-- START Source material --

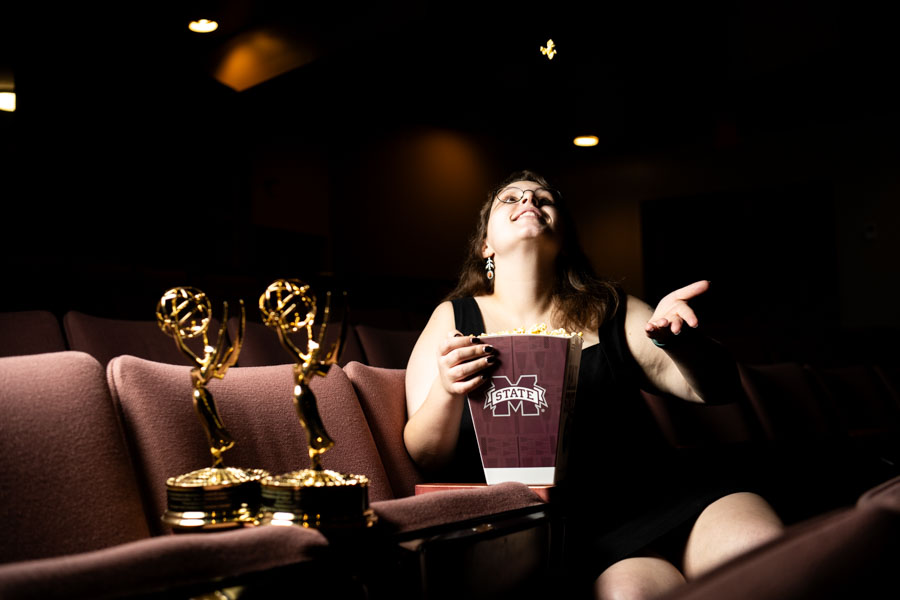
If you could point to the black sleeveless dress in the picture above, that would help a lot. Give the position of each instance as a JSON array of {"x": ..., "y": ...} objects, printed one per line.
[{"x": 627, "y": 487}]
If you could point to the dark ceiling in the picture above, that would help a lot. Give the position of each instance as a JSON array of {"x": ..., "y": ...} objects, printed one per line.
[{"x": 642, "y": 75}]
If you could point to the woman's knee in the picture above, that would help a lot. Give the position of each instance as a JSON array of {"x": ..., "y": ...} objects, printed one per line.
[
  {"x": 728, "y": 528},
  {"x": 637, "y": 578}
]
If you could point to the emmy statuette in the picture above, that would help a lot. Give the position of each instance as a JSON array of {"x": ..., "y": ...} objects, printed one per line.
[
  {"x": 313, "y": 497},
  {"x": 216, "y": 497}
]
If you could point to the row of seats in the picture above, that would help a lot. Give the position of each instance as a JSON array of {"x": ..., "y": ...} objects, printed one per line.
[
  {"x": 32, "y": 332},
  {"x": 87, "y": 450}
]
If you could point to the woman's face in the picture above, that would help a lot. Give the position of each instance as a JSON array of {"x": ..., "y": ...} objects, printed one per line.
[{"x": 522, "y": 212}]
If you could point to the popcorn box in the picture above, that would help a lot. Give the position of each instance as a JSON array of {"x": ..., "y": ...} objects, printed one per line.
[{"x": 521, "y": 414}]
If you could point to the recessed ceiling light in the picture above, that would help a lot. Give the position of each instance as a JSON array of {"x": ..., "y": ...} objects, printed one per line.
[
  {"x": 203, "y": 26},
  {"x": 586, "y": 140},
  {"x": 8, "y": 101}
]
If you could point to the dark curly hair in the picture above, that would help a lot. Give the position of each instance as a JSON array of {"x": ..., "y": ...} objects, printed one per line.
[{"x": 581, "y": 299}]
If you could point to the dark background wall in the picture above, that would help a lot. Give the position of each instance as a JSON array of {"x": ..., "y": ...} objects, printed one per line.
[{"x": 750, "y": 143}]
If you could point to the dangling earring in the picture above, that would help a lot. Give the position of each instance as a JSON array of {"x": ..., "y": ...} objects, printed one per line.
[{"x": 489, "y": 268}]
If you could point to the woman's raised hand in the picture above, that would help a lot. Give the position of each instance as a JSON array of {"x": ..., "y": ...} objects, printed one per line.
[
  {"x": 461, "y": 360},
  {"x": 673, "y": 312}
]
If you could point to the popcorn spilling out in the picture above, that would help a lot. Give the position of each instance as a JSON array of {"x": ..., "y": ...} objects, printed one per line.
[{"x": 536, "y": 330}]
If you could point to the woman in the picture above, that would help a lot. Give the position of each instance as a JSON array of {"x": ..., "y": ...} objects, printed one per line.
[{"x": 645, "y": 523}]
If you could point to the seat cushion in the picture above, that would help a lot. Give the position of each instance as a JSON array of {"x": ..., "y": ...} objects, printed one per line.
[
  {"x": 382, "y": 394},
  {"x": 256, "y": 406},
  {"x": 165, "y": 562},
  {"x": 440, "y": 508},
  {"x": 30, "y": 332},
  {"x": 66, "y": 479}
]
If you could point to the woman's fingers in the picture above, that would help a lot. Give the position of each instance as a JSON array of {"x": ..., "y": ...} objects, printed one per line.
[
  {"x": 461, "y": 360},
  {"x": 691, "y": 291}
]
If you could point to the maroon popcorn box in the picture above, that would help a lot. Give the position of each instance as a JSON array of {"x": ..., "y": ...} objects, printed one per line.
[{"x": 521, "y": 413}]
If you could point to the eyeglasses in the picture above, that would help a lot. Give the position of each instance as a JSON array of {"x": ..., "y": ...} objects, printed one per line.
[{"x": 540, "y": 196}]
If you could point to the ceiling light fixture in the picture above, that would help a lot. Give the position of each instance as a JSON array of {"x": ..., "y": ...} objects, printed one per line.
[
  {"x": 550, "y": 50},
  {"x": 203, "y": 26},
  {"x": 586, "y": 141},
  {"x": 8, "y": 101}
]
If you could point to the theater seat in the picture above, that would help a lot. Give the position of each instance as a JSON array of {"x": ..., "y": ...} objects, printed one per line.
[
  {"x": 30, "y": 332},
  {"x": 256, "y": 406},
  {"x": 73, "y": 524},
  {"x": 262, "y": 348},
  {"x": 382, "y": 395},
  {"x": 387, "y": 348},
  {"x": 262, "y": 560},
  {"x": 105, "y": 338},
  {"x": 67, "y": 482},
  {"x": 790, "y": 403}
]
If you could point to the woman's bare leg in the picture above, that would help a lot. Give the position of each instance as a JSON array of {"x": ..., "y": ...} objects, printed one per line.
[
  {"x": 727, "y": 528},
  {"x": 638, "y": 578}
]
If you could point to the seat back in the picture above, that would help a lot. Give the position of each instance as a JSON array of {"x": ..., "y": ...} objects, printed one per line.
[
  {"x": 30, "y": 332},
  {"x": 255, "y": 403},
  {"x": 692, "y": 425},
  {"x": 863, "y": 402},
  {"x": 790, "y": 404},
  {"x": 262, "y": 348},
  {"x": 66, "y": 479},
  {"x": 387, "y": 348},
  {"x": 382, "y": 394},
  {"x": 105, "y": 339}
]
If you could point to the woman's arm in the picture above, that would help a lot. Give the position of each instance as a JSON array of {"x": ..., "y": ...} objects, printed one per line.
[
  {"x": 444, "y": 366},
  {"x": 685, "y": 363}
]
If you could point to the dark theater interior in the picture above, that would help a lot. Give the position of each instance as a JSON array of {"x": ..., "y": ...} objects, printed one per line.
[{"x": 350, "y": 146}]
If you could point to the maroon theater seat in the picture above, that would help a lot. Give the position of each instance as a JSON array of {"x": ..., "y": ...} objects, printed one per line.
[
  {"x": 30, "y": 332},
  {"x": 256, "y": 406},
  {"x": 693, "y": 425},
  {"x": 387, "y": 348},
  {"x": 105, "y": 338},
  {"x": 174, "y": 566},
  {"x": 382, "y": 394},
  {"x": 863, "y": 401},
  {"x": 262, "y": 348},
  {"x": 790, "y": 403},
  {"x": 67, "y": 482}
]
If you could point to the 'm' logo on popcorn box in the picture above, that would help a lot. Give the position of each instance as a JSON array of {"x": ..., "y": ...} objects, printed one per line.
[{"x": 524, "y": 396}]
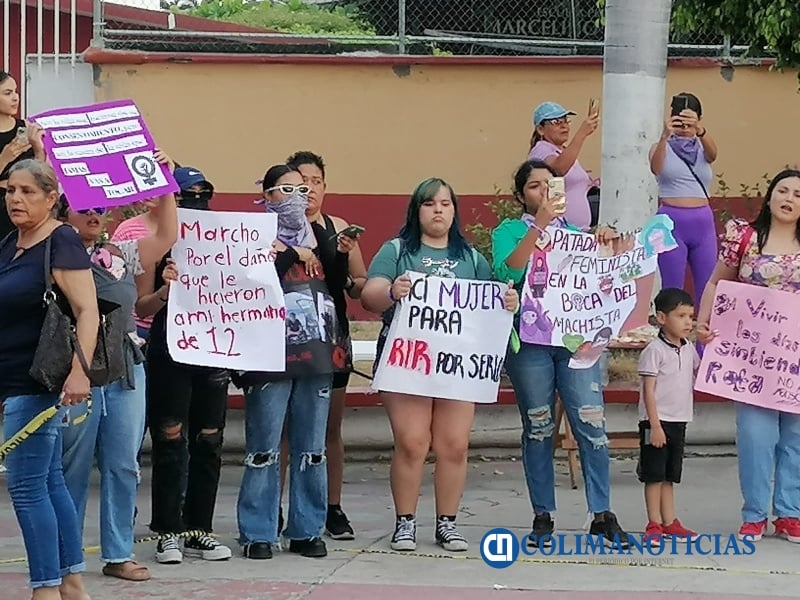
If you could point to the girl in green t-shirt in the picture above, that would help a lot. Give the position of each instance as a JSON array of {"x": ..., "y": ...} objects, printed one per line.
[{"x": 430, "y": 242}]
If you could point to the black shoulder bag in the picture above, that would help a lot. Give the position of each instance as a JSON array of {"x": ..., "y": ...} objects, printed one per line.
[{"x": 58, "y": 341}]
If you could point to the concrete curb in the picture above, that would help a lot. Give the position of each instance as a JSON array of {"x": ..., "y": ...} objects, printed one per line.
[{"x": 498, "y": 427}]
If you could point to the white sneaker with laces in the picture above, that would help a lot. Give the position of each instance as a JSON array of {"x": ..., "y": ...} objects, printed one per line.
[
  {"x": 168, "y": 551},
  {"x": 206, "y": 547}
]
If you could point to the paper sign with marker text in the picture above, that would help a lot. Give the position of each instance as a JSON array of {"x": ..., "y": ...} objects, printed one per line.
[
  {"x": 227, "y": 307},
  {"x": 579, "y": 294},
  {"x": 755, "y": 358},
  {"x": 447, "y": 339},
  {"x": 103, "y": 155}
]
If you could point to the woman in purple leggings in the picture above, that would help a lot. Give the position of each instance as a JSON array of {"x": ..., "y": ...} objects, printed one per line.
[{"x": 681, "y": 162}]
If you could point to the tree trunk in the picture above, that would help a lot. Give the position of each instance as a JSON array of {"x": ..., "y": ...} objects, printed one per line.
[{"x": 634, "y": 82}]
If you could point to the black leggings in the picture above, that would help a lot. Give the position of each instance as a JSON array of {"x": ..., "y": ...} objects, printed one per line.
[{"x": 194, "y": 398}]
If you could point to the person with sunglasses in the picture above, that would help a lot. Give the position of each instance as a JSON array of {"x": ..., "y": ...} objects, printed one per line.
[
  {"x": 551, "y": 143},
  {"x": 312, "y": 168},
  {"x": 186, "y": 408},
  {"x": 112, "y": 429},
  {"x": 298, "y": 397}
]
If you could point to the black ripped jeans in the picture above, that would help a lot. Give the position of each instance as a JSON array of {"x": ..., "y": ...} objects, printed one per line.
[{"x": 186, "y": 468}]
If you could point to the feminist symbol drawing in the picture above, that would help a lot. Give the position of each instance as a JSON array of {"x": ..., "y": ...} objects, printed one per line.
[
  {"x": 147, "y": 173},
  {"x": 145, "y": 167}
]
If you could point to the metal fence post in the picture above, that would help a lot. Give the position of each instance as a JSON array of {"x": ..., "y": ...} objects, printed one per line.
[
  {"x": 726, "y": 46},
  {"x": 401, "y": 26},
  {"x": 97, "y": 24}
]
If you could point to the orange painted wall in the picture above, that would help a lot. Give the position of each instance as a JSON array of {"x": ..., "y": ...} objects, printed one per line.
[{"x": 384, "y": 127}]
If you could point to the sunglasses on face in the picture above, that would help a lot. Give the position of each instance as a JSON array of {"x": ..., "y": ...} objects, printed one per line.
[
  {"x": 87, "y": 211},
  {"x": 290, "y": 189}
]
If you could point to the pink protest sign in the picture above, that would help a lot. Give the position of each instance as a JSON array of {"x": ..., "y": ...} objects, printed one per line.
[
  {"x": 103, "y": 155},
  {"x": 755, "y": 359}
]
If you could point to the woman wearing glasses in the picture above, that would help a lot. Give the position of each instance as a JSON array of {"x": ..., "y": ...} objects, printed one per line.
[
  {"x": 300, "y": 395},
  {"x": 113, "y": 429},
  {"x": 549, "y": 143}
]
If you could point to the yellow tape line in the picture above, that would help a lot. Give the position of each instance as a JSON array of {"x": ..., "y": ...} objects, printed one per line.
[
  {"x": 143, "y": 540},
  {"x": 569, "y": 561},
  {"x": 26, "y": 432}
]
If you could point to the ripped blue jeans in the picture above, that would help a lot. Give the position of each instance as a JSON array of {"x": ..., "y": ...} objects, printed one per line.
[
  {"x": 304, "y": 404},
  {"x": 537, "y": 373}
]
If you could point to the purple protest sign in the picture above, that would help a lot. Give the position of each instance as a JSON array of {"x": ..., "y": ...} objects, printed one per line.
[{"x": 103, "y": 155}]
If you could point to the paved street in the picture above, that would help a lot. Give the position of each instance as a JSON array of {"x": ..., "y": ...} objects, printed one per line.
[{"x": 495, "y": 497}]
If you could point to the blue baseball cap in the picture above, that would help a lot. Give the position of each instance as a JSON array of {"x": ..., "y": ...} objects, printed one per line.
[
  {"x": 189, "y": 176},
  {"x": 549, "y": 110}
]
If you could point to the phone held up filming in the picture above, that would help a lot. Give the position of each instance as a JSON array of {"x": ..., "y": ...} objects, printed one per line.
[{"x": 557, "y": 189}]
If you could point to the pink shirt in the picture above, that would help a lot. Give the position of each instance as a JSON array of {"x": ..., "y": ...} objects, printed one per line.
[
  {"x": 576, "y": 182},
  {"x": 674, "y": 369},
  {"x": 134, "y": 229}
]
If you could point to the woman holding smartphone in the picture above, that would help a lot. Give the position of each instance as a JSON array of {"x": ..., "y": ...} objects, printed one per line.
[
  {"x": 551, "y": 143},
  {"x": 18, "y": 141},
  {"x": 681, "y": 162}
]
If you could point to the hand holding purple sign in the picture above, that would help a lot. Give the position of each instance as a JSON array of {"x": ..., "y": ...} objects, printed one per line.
[
  {"x": 104, "y": 155},
  {"x": 755, "y": 357}
]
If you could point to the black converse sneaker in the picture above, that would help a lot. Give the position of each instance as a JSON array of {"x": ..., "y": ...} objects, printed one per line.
[
  {"x": 541, "y": 535},
  {"x": 448, "y": 537},
  {"x": 336, "y": 525},
  {"x": 405, "y": 533},
  {"x": 206, "y": 547},
  {"x": 611, "y": 531},
  {"x": 168, "y": 551}
]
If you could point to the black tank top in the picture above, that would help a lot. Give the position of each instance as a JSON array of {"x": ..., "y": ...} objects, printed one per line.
[{"x": 337, "y": 293}]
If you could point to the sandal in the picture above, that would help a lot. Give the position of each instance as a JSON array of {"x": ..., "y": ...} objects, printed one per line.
[{"x": 129, "y": 570}]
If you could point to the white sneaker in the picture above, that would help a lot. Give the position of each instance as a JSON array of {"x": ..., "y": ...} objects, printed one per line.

-- END Source material --

# [Exercise instructions]
Copy exactly the lines from the one containing "If you could point to the black tank" through the last line of the records, both included, and nothing else.

# [Response for this exercise]
If you could point to the black tank top in the picture above, that would help a lot. Give the position of each instance as a JSON array of {"x": ..., "y": ...} objects, printed one per line.
[{"x": 337, "y": 293}]
If you could point to the sandal in the picture above, that would help a lot. Give the position of each instance as a JSON array of {"x": ..., "y": ...} objects, printed one per line.
[{"x": 129, "y": 570}]
If you could point to the white sneaker in the picture above, that would help a lot. Give the position of each instance as a JSON array of {"x": ..., "y": ...} objects, printed one per line.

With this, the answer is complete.